> ТЕКСТ ДЛЯ РАЗБОРА:
◆ ◆ ◆ ◆

Посещения Чеховым больного Льва Николаевича в Гаспре были всегда приятны всему толстовскому дому. Так, Софья Андреевна Толстая записала в своем дневнике 12 октября 1901 года: «Был А.П.Чехов и своей простотой и признанной всеми талантливостью всем нам очень понравился и показался близким по духу человеком». И в этой же записи С. А. Толстая отметила, что на Чехове отразилась печать страшной болезни. «И тем более — добавляет она — казался нам он трогательным».
А. М. Горький в своих замечательных воспоминаниях о Толстом отметил, что Лев Николаевич «Чехова любит отечески. В этой любви чувствуется гордость создателя». И еще: «Чехова Лев Николаевич любил и всегда, глядя на него, точно гладил лицо взглядом своим, почти нежным в эту минуту. Однажды Антон Павлович шел по дорожке парка с Александрой Львовной, а Толстой, еще больной в ту пору, сидя в кресле на террасе, весь как-то потянулся вслед им, говоря вполголоса:
— Ах, какой милый, прекрасный человек, скромный, тихий, точно барышня. И ходит как барышня, просто чудесно…
«Академический инцидент»

◆ ◆ ◆ ◆

> ИСХОДНЫЕ ЗАПИСИ:
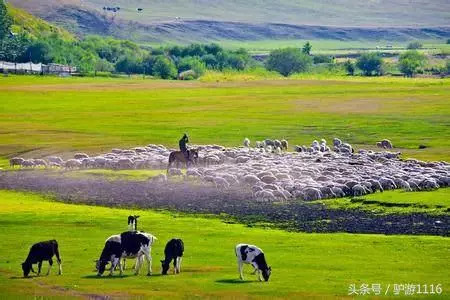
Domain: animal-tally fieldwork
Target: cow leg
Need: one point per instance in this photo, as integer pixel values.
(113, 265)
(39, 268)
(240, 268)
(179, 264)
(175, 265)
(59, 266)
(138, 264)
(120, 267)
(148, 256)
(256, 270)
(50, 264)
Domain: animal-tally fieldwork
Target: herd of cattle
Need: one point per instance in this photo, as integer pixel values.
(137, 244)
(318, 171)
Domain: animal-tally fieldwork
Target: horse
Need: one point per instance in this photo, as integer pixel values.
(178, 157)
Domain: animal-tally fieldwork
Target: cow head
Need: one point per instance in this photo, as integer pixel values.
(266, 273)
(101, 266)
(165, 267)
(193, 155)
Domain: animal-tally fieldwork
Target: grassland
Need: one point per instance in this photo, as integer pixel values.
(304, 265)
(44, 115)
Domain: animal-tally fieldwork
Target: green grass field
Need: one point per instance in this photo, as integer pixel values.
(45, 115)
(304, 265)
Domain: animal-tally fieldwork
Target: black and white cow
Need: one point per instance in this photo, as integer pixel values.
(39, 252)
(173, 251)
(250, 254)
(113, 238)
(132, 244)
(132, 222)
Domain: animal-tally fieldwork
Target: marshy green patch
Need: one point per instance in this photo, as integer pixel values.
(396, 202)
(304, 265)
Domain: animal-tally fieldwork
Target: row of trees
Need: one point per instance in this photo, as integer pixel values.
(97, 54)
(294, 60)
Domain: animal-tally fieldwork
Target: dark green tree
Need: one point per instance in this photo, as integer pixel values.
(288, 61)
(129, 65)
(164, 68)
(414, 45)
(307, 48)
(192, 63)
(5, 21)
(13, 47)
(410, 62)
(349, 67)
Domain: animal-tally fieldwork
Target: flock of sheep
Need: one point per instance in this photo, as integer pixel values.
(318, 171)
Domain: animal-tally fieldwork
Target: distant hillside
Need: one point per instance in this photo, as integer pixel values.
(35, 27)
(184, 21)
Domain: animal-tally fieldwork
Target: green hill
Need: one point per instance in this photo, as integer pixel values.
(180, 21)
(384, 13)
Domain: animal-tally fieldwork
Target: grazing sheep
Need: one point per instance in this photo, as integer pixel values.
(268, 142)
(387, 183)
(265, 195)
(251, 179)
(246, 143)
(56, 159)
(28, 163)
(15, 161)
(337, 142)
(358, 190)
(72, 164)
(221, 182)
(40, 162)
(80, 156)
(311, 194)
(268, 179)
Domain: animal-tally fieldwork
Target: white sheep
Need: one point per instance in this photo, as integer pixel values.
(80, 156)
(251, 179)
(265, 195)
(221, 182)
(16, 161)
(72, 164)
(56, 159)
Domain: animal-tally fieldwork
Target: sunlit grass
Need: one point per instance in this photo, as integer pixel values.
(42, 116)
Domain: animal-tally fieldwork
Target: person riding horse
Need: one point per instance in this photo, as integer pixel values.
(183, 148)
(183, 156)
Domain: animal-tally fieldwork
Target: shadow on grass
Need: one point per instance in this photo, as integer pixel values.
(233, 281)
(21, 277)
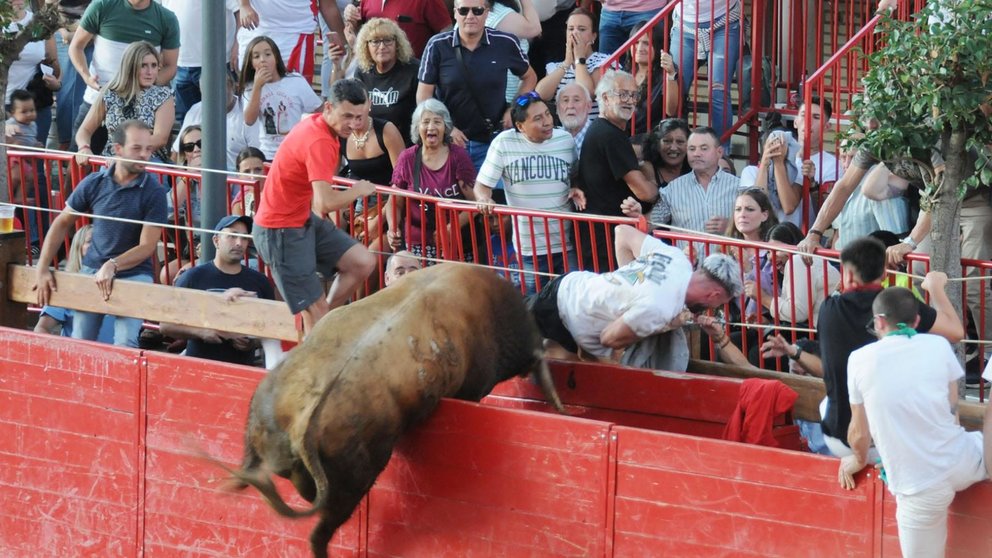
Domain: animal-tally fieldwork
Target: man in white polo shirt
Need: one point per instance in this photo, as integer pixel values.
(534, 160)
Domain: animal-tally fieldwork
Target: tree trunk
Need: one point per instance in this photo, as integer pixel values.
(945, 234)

◆ ◆ ◆ ◆

> СУТЬ ЗАДАНИЯ:
Продолжите текст о посещениях Чеховым Толстого в Гаспре, начав сразу после его последней строки.

> РЕЗУЛЬТАТ:
Чехов не был «толстовцем» и не только потому, что, как он писал однажды, любит «комфорт, камин, изящные вещи и умные разговоры», — но и потому, что реагировал на насилие и не примирялся со злом. Если он говорил, что с детских лет «уверовал в прогресс», то мог бы добавить еще, что с той самой минуты, когда почувствовал, что в его жилах течет не рабья, а настоящая человеческая кровь — он возлюбил справедливость. Все вопросы общественно-политического порядка он пытался разрешить именно с точки зрения справедливости.
Это ярко сказалось в истории с изгнанием А. М. Горького из почетных академиков. В третью сессию 21 февраля 1902 года в почетные академики были избраны Максим Горький и драматург А. В. Сухово-Кобылин (
О выборах было незамедлительно доложено Николаю II, который «собственноручно начертать соизволил» на том листке великолепной бумаги, на которой наклеена была вырезка из газеты об избрании Горького: «Более чем оригинально».
И этой царской «резолюции» было совершенно достаточно для того, чтобы предложить великому князю Константину Константиновичу — президенту Академии — напечатать, якобы от имени Академии, официальное сообщение, в котором Академия признавала выборы Горького недействительными, так как Академия, будто бы не была осведомлена о том, что Горький находится под следствием, в качестве обвиняемого по политическому делу.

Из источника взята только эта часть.